To be done. Return each line of the records below that contains the word "person", reproducing every such line in full.

Records shown.
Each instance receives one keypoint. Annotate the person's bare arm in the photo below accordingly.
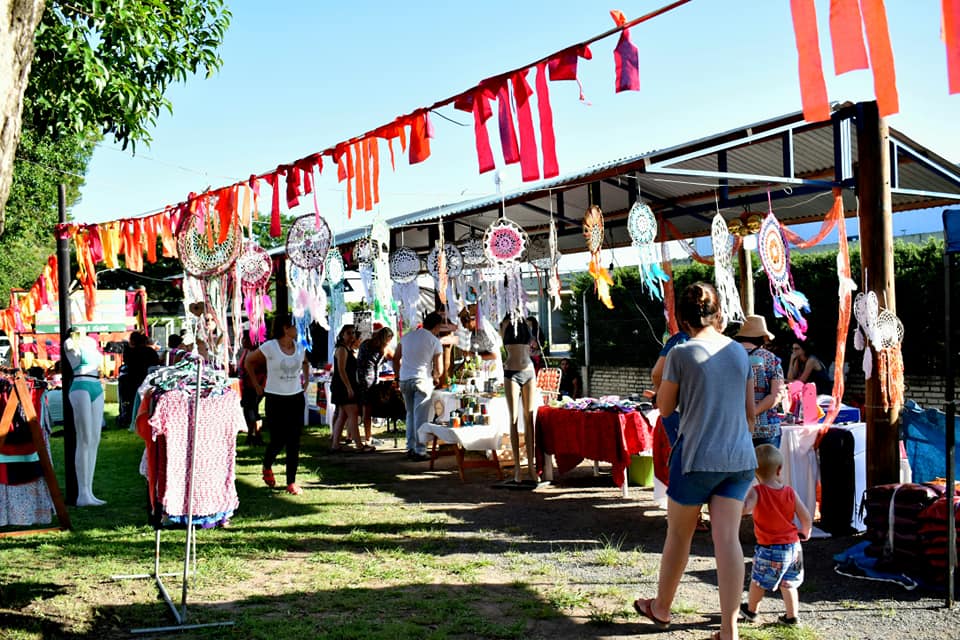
(806, 521)
(771, 399)
(340, 355)
(254, 361)
(667, 397)
(750, 501)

Task response.
Each instance receives one keypoint. Annotate the person's bare arm in the photo below accordingly.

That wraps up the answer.